ZU ERLEDIGEN:
- a) Gib aus dem Text zur Verfahrensgebühr im Berufungsverfahren die Stelle wortgetreu wieder, die mit den Worten „RVG § 15 Abs.“ beginnt und nach den Worten „RVG) beschränkt ist.“ endet.
- b) Führe den Text zur Verfahrensgebühr im Berufungsverfahren im Anschluss an seinen letzten Satz weiter.

SEITENAUSZUG:
◇ ◇ ◇ ◇ ◇ ◇ ◇

RVG § 15 Abs. 3 und 4; VV RVG Nr. 3200 3201; ZPO § 91 Abs. 1 § 567 Abs. 2; RPflG § 11 Abs. 2
Leitsatz
1. Entstehen und Erstattungsfähigkeit der Anwaltsgebühren des Berufungsbeklagten sind voneinander zu trennen. Dass die 1,6-fache Verfahrensgebühr nach Nr. 3200 VV RVG aus dem vollen Wert der erstinstanzlichen Beschwer bereits dadurch entsteht, dass der Berufungsbeklagte einen Zurückweisungsantrag formuliert, obwohl die Rechtsmittelbegründung noch aussteht, führt bei einer eingeschränkten Berufungsbegründung dazu, dass nur insoweit eine Erstattungsfähigkeit der 1,6-fachen Gebühr stattfindet, während sie im Übrigen auf die 1,1-fache Gebühr (Nr. 3201 VV RVG) beschränkt ist.
2. Wird im Beschwerdeverfahren der Kostenfestsetzung kein konkreter Antrag formuliert, ist das Rechtsschutzziel durch Auslegung zu ermitteln. Ergibt die Auslegung, dass die angefochtene Entscheidung nach dem Inhalt der Beschwerdebegründung keinen Fehler zum Nachteil des Rechtsmittelführers enthält, ist die Sache mangels Erreichen des Beschwerdewertes in die erste Instanz zu dort abschließender Entscheidung zurückzugeben.
OLG Koblenz, Beschl. v. 26.5.2015 – 14 W 341/15
Sachverhalt
Der Kl. hatte gegen das mit einem Betrag von 20.500 EUR zu seinem Nachteil ergangene Urteil des LG Bad Kreuznach Berufung eingelegt. Der Bekl. hat durch seinen Prozessbevollmächtigten die Zurückweisung dieser Berufung beantragt. Hieraufhin hat der Kl. seine Berufung hinsichtlich eines Wertes von 5.500 EUR begründet. Die Berufung blieb erfolglos. Aufgrund der zu seinen Gunsten ergangenen Kostenentscheidung hat der Bekl. – soweit hier von Interesse – für das Berufungsverfahren die Festsetzung einer 1,6 Verfahrensgebühr gem. Nr. 3200 VV RVG nach einem Gegenstandswert von 20.500 EUR in Höhe von 1.187,20 EUR geltend gemacht. Die Rechtspflegerin hat diesem Kostenfestsetzungsantrag entsprochen.

◇ ◇ ◇ ◇ ◇ ◇ ◇

EINTRÄGE:
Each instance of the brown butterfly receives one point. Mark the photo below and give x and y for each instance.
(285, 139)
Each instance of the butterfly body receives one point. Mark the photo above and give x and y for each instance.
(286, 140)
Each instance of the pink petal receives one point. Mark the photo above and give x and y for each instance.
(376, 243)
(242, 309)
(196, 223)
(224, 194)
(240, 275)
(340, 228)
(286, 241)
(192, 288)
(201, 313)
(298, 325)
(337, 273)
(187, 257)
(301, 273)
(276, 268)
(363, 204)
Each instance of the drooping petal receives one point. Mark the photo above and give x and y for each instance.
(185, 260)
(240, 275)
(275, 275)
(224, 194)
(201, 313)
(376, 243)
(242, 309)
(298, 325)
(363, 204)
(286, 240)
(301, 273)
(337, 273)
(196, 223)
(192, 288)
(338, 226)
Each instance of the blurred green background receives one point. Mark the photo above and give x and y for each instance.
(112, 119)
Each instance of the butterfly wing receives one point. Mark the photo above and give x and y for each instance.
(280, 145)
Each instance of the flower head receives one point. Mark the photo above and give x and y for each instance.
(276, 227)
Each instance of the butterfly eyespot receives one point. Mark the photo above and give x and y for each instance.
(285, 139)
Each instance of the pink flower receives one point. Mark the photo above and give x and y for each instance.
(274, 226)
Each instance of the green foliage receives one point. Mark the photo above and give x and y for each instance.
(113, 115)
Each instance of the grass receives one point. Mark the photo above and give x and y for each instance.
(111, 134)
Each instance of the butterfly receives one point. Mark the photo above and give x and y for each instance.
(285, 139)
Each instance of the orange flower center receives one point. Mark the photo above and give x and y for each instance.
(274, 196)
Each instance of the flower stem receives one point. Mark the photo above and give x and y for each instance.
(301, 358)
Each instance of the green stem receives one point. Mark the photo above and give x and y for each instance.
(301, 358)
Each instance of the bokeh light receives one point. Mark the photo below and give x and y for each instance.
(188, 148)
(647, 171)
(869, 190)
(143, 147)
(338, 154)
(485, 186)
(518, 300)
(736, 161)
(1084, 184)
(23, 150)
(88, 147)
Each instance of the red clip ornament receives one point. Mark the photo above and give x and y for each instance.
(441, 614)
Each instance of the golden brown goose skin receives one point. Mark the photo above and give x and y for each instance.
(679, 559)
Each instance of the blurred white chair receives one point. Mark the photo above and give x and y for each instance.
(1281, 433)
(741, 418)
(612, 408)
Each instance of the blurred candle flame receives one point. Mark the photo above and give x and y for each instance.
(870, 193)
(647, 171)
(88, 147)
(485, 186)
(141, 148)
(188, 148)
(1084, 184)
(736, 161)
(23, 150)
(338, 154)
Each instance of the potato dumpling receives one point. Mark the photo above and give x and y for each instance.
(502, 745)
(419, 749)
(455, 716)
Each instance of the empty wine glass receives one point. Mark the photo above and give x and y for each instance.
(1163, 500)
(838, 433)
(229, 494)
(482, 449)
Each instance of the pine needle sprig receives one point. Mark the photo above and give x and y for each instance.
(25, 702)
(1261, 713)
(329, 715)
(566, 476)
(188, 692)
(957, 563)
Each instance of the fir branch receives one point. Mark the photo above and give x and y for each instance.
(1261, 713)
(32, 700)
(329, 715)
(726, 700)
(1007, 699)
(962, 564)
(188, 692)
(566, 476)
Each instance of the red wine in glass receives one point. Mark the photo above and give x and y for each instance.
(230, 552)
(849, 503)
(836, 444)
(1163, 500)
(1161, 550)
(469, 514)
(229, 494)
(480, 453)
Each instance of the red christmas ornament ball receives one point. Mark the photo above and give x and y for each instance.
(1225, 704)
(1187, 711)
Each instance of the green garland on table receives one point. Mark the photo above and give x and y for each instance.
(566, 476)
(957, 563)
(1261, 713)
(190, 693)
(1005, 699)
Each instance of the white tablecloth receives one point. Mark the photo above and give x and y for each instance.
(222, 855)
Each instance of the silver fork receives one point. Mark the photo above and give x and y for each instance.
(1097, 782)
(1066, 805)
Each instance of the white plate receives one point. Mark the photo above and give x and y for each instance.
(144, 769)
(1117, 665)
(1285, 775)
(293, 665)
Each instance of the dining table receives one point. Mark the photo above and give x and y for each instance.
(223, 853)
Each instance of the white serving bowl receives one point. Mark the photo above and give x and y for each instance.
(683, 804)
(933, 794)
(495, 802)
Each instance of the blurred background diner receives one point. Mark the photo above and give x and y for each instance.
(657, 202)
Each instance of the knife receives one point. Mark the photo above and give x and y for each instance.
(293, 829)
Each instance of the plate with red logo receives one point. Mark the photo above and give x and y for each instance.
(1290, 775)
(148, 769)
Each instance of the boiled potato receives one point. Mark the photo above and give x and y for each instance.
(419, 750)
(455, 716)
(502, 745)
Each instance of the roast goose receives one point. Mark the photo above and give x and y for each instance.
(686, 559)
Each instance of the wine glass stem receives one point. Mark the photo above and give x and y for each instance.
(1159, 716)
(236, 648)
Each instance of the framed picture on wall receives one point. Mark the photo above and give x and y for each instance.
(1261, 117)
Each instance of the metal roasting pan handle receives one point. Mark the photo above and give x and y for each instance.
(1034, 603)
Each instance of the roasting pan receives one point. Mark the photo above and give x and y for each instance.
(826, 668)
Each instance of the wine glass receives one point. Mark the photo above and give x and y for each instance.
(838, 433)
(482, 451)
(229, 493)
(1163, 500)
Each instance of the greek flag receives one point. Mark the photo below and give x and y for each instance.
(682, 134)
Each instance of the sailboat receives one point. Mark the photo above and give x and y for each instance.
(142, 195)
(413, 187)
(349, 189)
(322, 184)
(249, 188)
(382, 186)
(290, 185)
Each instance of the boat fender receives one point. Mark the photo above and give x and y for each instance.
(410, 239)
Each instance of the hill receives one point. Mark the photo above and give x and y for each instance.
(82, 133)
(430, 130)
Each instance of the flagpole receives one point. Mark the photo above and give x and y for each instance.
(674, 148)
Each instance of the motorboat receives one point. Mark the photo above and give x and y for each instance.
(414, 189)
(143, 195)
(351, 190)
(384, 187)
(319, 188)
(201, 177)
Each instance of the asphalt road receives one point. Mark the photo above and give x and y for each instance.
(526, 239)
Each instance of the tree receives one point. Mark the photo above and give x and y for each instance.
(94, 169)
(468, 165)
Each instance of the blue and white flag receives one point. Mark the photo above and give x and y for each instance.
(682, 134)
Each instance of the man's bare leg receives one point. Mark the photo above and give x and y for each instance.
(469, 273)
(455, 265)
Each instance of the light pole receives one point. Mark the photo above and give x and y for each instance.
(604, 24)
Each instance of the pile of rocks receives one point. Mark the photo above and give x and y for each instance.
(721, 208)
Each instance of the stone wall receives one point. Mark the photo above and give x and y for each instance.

◇ ◇ ◇ ◇ ◇ ◇ ◇

ANTWORTEN IN REIHENFOLGE:
- a)
RVG § 15 Abs. 3 und 4; VV RVG Nr. 3200 3201; ZPO § 91 Abs. 1 § 567 Abs. 2; RPflG § 11 Abs. 2
Leitsatz
1. Entstehen und Erstattungsfähigkeit der Anwaltsgebühren des Berufungsbeklagten sind voneinander zu trennen. Dass die 1,6-fache Verfahrensgebühr nach Nr. 3200 VV RVG aus dem vollen Wert der erstinstanzlichen Beschwer bereits dadurch entsteht, dass der Berufungsbeklagte einen Zurückweisungsantrag formuliert, obwohl die Rechtsmittelbegründung noch aussteht, führt bei einer eingeschränkten Berufungsbegründung dazu, dass nur insoweit eine Erstattungsfähigkeit der 1,6-fachen Gebühr stattfindet, während sie im Übrigen auf die 1,1-fache Gebühr (Nr. 3201 VV RVG) beschränkt ist.

- b)
Mit seiner hiergegen gerichteten sofortigen Beschwerde hat sich der Kl. dagegen gewandt, dass die Rechtspflegerin die zweitinstanzliche Verfahrensgebühr durchweg nach einem Satz von 1,6 und nicht differenzierend nach Sätzen von 1,6 und 1,1 für erstattungsfähig erachtet hat. Die Rechtspflegerin hat dieser sofortigen Beschwerde nicht abgeholfen und sie dem OLG Koblenz zur Entscheidung vorgelegt. Das OLG hat eine Entscheidung abgelehnt und die Sache an das LG Bad Kreuznach zurückgegeben.
2 Aus den Gründen:
" … Der Kl. wendet sich dagegen, dass die zweitinstanzliche Verfahrensgebühr auf Beklagtenseite durchweg nach einem Satz von 1,6 und nicht differenzierend nach Sätzen von 1,6 und 1,1 für erstattungsfähig erachtet wurde. Diese Sicht ist zutreffend, trägt indessen das Rechtsmittel nicht. Insoweit ist zu bemerken:"
Grds. ist die streitige Gebühr der Nr. 3200 VV RVG mit der Einreichung des Berufungszurückweisungsantrags in dem von der Rechtspflegerin angesetzten Umfang von 1,6 aus 20.500 EUR und daher in Höhe von 1.187,20 EUR erfallen, weil der Ermäßigungstatbestand der Nr. 3201 VV RVG nicht erfüllt ist (BGH NJW 2009, 3102; BGH JurBüro 2015, 90).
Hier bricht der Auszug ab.